---- GIVEN TEXT
Using the same data, I generated the Sample (X) and moving Range (XmR) Control Charts for the total number of defects found during each peer review. The Sample (X) run chart is shown in Figure 4.

Figure 4: XmR Sample Run Chart for All Defects
(Click on image above to show full-size version in pop-up window.)

The LNPL shown in Figure 4 was not allowed to go below zero because it is impossible to have a negative number of findings. As can be seen in Figure 4, only one anomaly occurred where the number of peer review findings exceeded the UNPL.

I was concerned that by including all defect types in the run chart, I was masking defects that could be assigned to a cause. I then developed individual XmR charts for 18 different types of defects and for 19 different defect locations (okay, so I need a life). Peeling back the data and looking at the specific defects revealed an additional 18 anomalies where the quantity exceeded the UNPL. Figure 5 shows one of these additional charts, which in this case there were five instances in which the quantity of defects exceeded the UNPL.

Figure 5: XmR Sample Chart for the Quantity of Defects Found in the Engineering Documentation
(Click on image above to show full-size version in pop-up window.)

The result of this effort identified a total of 19 anomalies¹ in which the quantity of defects exceeded the UNPL. As I started looking at each anomaly, a common attribute appeared in the data. All 19 anomalies pointed back to one small² highly skilled team working on a project in which the original proposal was too optimistic and based upon an unproven technology. The project quickly went over schedule as soon as the unproven technology failed to meet or exceed the anticipated productivity. The team was under a lot of pressure from both the customer and management to bring the project back on schedule. The harder the team tried to bring the project back on schedule, the louder the voice of the process became.

As I further analyzed the project's data, I started using this analogy: putting three valves on the end of a garden hose does not increase the flow of the water through the hose. The process capability was limited by constraints within the process such as manpower, equipment availability, and equipment throughput. In essence, the process capability resisted heroic efforts to bring the project back into the contract schedule. When the employees tried to rush through their own personal quality checks, they were met with higher defect rates found during the peer reviews.

The following is a comparison of the two methods of quantitative analysis.
--------
* [REQUIRED TASKS]:
a – Using the text on peer review defect charts, answer the following:
(i) Why was the LNPL in Figure 4 kept from going below zero?
(ii) For how many defect types and how many defect locations were individual XmR charts developed?
(iii) What analogy did the writer start using while analyzing the project's data further?
b – Transcribe the part of the text on peer review defect charts starting at "The result of" and ending at "the process became.".
c – Pick up the text on peer review defect charts after its last sentence and keep writing it.
---- EXTRACTED ENTRIES
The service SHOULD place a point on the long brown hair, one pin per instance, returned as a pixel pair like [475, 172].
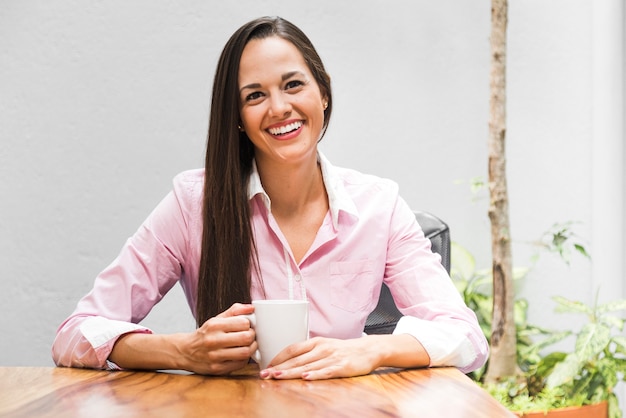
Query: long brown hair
[228, 248]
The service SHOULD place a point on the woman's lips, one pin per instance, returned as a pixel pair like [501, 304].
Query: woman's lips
[286, 129]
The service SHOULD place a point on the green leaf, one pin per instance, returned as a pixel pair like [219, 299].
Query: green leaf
[592, 340]
[565, 371]
[566, 305]
[615, 306]
[582, 250]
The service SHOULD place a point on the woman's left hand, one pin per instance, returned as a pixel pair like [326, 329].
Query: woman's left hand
[323, 358]
[327, 358]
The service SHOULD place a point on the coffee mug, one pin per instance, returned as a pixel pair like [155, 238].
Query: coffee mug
[277, 324]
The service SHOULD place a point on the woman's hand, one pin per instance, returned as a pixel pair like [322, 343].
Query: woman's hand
[326, 358]
[221, 345]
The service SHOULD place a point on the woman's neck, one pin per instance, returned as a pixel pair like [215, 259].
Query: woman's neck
[292, 188]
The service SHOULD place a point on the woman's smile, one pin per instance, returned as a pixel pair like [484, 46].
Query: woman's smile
[286, 130]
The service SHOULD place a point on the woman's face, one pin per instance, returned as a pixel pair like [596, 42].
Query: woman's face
[281, 105]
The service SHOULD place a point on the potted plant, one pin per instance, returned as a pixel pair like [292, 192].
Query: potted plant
[556, 384]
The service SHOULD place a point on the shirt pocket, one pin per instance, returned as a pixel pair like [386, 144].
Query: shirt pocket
[351, 284]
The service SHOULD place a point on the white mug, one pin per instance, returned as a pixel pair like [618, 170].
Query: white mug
[277, 324]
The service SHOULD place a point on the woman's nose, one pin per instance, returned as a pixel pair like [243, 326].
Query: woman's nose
[279, 105]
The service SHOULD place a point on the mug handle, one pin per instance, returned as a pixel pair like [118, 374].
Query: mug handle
[257, 354]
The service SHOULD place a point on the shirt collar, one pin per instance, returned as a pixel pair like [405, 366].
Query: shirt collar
[338, 198]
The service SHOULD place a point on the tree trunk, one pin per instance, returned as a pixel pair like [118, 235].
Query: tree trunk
[503, 360]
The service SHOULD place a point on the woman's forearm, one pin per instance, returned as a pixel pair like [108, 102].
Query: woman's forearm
[147, 351]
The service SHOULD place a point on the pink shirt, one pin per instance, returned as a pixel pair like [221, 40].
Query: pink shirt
[368, 236]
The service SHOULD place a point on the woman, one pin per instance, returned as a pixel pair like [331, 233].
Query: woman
[270, 218]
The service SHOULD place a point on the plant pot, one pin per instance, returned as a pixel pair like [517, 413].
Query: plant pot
[598, 410]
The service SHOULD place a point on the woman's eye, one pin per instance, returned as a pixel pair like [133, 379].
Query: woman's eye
[293, 84]
[254, 96]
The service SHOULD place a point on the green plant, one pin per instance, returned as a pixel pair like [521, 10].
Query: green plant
[586, 375]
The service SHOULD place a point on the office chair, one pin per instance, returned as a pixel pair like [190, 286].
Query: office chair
[385, 316]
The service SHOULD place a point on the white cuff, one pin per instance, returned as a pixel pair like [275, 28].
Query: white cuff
[445, 343]
[99, 330]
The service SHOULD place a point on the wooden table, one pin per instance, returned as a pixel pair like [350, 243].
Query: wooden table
[52, 392]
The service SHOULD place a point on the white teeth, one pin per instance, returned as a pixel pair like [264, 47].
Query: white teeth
[284, 129]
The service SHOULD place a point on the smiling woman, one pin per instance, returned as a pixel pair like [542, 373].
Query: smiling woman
[269, 217]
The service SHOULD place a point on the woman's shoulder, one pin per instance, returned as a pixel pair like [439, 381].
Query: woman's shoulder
[354, 178]
[189, 187]
[190, 179]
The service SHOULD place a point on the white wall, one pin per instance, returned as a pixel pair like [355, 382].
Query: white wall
[102, 103]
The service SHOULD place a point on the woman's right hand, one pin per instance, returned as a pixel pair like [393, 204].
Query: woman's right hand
[221, 345]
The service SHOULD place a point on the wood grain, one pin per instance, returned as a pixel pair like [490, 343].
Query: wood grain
[53, 392]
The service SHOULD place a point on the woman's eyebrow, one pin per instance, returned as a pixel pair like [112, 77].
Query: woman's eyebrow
[291, 74]
[284, 77]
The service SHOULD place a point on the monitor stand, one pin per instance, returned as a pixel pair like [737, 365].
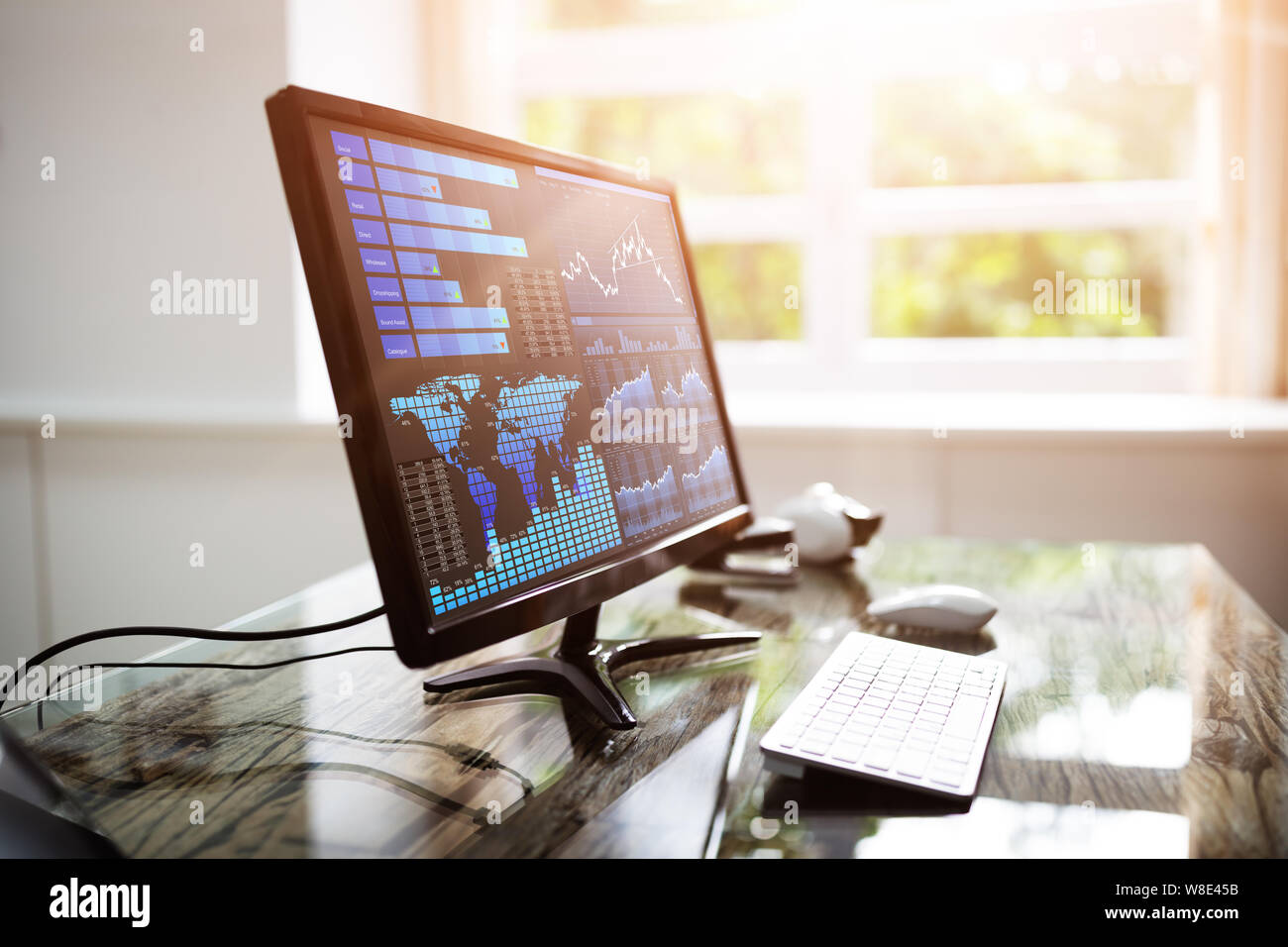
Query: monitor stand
[581, 665]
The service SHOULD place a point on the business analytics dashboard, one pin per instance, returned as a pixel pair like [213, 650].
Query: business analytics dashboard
[535, 346]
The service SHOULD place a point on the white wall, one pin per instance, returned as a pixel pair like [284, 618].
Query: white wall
[162, 162]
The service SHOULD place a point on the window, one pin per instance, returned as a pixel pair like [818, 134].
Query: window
[877, 191]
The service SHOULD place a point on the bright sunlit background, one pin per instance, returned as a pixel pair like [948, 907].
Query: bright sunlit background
[872, 191]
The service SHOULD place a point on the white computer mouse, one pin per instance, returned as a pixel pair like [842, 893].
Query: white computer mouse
[940, 607]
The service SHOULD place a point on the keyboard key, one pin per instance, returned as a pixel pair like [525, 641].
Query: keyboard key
[846, 753]
[947, 777]
[965, 716]
[880, 757]
[912, 762]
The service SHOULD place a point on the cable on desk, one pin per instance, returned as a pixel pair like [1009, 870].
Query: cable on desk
[174, 631]
[214, 665]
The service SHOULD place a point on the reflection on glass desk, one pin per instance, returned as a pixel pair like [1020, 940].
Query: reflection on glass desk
[1144, 715]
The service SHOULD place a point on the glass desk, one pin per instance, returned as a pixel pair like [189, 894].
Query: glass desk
[1144, 715]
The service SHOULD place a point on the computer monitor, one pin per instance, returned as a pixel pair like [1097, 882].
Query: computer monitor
[524, 380]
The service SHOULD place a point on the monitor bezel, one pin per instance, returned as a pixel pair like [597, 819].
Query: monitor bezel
[419, 639]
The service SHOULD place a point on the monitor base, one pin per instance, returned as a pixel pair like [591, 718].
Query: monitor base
[583, 665]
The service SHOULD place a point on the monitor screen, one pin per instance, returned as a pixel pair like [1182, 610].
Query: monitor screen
[535, 351]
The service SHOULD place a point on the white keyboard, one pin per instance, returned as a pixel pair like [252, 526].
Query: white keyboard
[892, 711]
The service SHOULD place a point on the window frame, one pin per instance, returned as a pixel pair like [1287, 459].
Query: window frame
[851, 52]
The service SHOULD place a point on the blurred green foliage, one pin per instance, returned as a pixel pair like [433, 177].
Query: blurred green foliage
[1095, 128]
[584, 14]
[743, 289]
[982, 283]
[1090, 131]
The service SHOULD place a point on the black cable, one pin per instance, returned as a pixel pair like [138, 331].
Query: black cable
[214, 665]
[167, 631]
--------
* [THE REPLIES]:
a –
(i) It is impossible to have a negative number of findings.
(ii) 18 defect types and 19 defect locations.
(iii) Putting three valves on the end of a garden hose does not increase the flow of the water through the hose.

b –
The result of this effort identified a total of 19 anomalies¹ in which the quantity of defects exceeded the UNPL. As I started looking at each anomaly, a common attribute appeared in the data. All 19 anomalies pointed back to one small² highly skilled team working on a project in which the original proposal was too optimistic and based upon an unproven technology. The project quickly went over schedule as soon as the unproven technology failed to meet or exceed the anticipated productivity. The team was under a lot of pressure from both the customer and management to bring the project back on schedule. The harder the team tried to bring the project back on schedule, the louder the voice of the process became.

c –
The benefit of quantitative non-SPC types of metrics is simplicity. The metrics and charts may seem easier to develop, the metrics may take less time to develop, and the audience may find these charts a lot easier to understand. Depending upon the data collected, these may be about the only metrics the team can develop. One drawback is that you do not necessarily know up front if the causes of the defects are random in nature or attributable to specific causes.

Based upon the software style guide rework costs shown in Figure 3, I recommended that the ESEPG first consider a variety of training options to reduce the style guide defects. The corrective actions for these defects could range from creating a heightened awareness (such as a team staff meeting) of the need to follow the style guide, to providing the team with formalized training on it. The cost of implementing each of the proposed solutions can be calculated, the annual rework costs are known, and based upon the perceived success of the proposed solutions, the defect prevention team can determine the appropriate corrective action plan.

The benefits of applying SPC techniques as a project management tool are that they may help identify problems that could remain hidden by other quantitative analysis methodologies. The calculations are a little more complex, but once you set up your calculations in something like a spreadsheet file then the file can easily be changed for the new set of data.

The results of this analysis led to a decision that every program manager will probably have to make sometime in his or her career. The proper corrective action was obvious, but at first it was not well received by the customer. After determining the process capability, I calculated a new baseline for the project and presented the new baseline to the customer. My analysis included the negative quality impacts experienced from trying to bring the project back on schedule and the argument that the new baseline would reduce life-cycle costs by providing the customer with higher quality products. The damage repair in customer satisfaction took many months to achieve, but the last feedback that I received was that customer satisfaction did improve over time. The team met the re-baselined plan and provided the customer with a higher quality product.

All of the charts discussed in this article provide a historical view of process activities. Displaying the data in a manner that shows trends may enable management to move from reactive management toward proactive management activities. I explored a variety of options for trying to watch for trends in the quality. One option that seemed to give some insight into the process was to show the trend of the probability of the chance of one or more defects being found; for each peer review I set a yes/no flag to indicate whether any defects of that nature occurred. I established the probability calculation based upon the sum of defects found in the last 50 peer reviews. By using the information from the last 50 reviews, I was able to develop a chart with a moving window (last 50) that would show a trend in the data.

I chose to use the last 50 reviews for two reasons. First, it was large enough to give a fair representation of the probability of the defect occurring in the product. The second reason was that even with using a sample size of 50, the time period spanning the reviews was less than a year. Figure 6 shows the trends for two of the defect types; the undesirable trends include the increasing probability of finding style guide and typographical defects. Smaller improvements in other defect types added up to a noticeable improvement trend in the probability of not finding any defects. The probability of not finding any defects was promising but the undesirable trends again reinforced a need to take action to reduce the style guide and typographical defects.

Figure 6: Moving Window of the Probability of at Least One Defect, or No Defects, Being Found
(Click on image above to show full-size version in pop-up window.)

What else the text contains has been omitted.